* start Records *
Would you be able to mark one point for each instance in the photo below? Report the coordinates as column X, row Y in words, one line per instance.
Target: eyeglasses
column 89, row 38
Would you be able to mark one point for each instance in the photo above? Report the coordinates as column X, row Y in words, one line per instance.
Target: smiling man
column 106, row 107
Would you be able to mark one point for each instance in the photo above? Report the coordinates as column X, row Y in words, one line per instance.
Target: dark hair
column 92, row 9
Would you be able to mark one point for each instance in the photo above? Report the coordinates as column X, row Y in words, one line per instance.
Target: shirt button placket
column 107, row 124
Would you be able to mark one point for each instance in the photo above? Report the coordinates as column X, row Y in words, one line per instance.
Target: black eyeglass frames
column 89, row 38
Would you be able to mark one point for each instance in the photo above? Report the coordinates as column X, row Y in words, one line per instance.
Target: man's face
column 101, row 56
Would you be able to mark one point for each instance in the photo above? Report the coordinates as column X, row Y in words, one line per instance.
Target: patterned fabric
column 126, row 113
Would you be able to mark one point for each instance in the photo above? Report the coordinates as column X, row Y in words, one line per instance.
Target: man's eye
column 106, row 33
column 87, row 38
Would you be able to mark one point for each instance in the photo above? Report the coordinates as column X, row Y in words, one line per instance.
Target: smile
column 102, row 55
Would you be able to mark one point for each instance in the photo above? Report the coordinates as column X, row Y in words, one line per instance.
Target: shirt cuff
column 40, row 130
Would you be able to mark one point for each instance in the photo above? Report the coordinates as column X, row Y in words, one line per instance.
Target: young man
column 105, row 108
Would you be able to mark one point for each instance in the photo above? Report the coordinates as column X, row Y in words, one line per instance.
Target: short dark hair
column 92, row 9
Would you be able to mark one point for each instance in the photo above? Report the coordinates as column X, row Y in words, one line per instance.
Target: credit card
* end Records *
▶ **What you have to do**:
Pick out each line of the records above that contains the word "hair" and copy those lines in full.

▶ **Finished exercise**:
Target: dark hair
Target: short dark hair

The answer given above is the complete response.